### Gelesenes anwenden
1. Liste alle Bundesländer auf, aus denen laut dem Text zur Rettungsgasse Einsatzteams an der Untersuchung des DRK teilnahmen.
2. Führe den Text zur Rettungsgasse im Anschluss an seinen letzten Satz weiter.

+++ Extrahierter Text +++

Dabei ist die Rechtslage eindeutig: Im Paragraf 11, Absatz 2 der Straßenverkehrsordnung heißt es: „Eine freie Gasse muss gebildet werden, schon wenn Fahrzeuge auf Autobahnen sowie auf Außerortsstraßen mit mindestens zwei Fahrstreifen für eine Richtung mit Schrittgeschwindigkeit fahren oder sich die Fahrzeuge im Stillstand befinden.“ An der Untersuchung des DRK nahmen 96 Einsatzteams aus Baden-Württemberg, Bayern, dem Saarland, Berlin, Sachsen und Niedersachsen teil. Teams aus der Region waren nach Informationen unserer Zeitung nicht dabei.

+++ Gespeicherte Daten +++

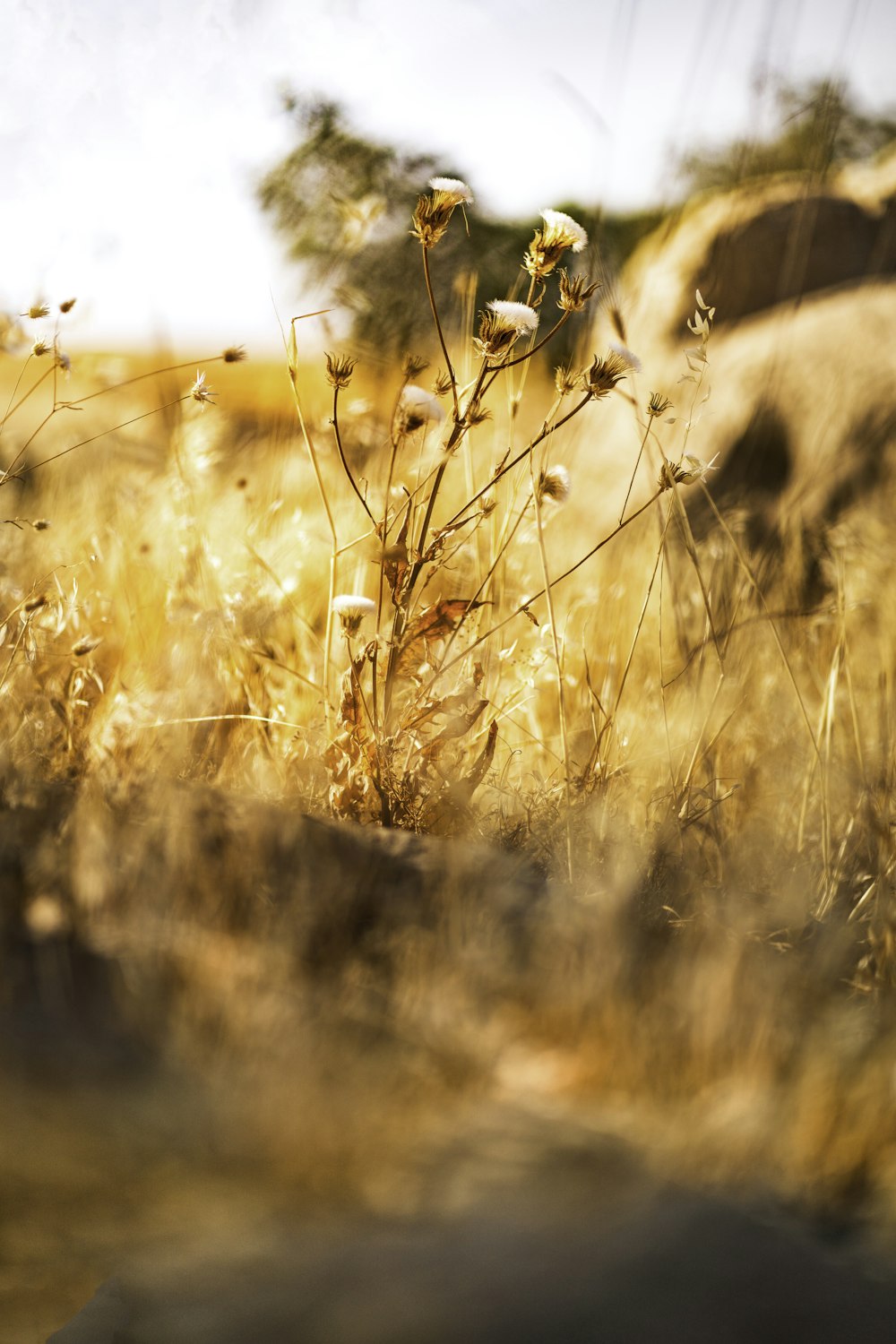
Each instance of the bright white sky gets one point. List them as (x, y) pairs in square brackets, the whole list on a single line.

+++

### Lösungen
1. Baden-Württemberg, Bayern, Saarland, Berlin, Sachsen, Niedersachsen

2.
Gerda Hasselfeldt, ehemalige CSU-Landesgruppenchefin im Bundestag und heute DRK-Präsidentin, sprach gegenüber der „Osnabrücker Zeitung“ von „erschreckenden Ergebnissen“. Wenn es um Menschenleben gehe, zähle jede Sekunde, so Hasselfeldt. Niedersachsens Innenminister Boris Pistorius (SPD) kündigte nach der Veröffentlichung der Zahlen an, prüfen zu wollen, die Bußgelder für das Nichtbilden einer Rettungsgasse und das bewusste Blockieren von Einsatzfahrzeugen im Straßenverkehr noch einmal zu erhöhen. Seit Oktober 2017 sieht eine neue Gesetzesverordnung vor, renitente Fahrzeughalter mit maximal 320 Euro, zwei Punkten in Flensburg und einem Monat Fahrverbot zu belegen.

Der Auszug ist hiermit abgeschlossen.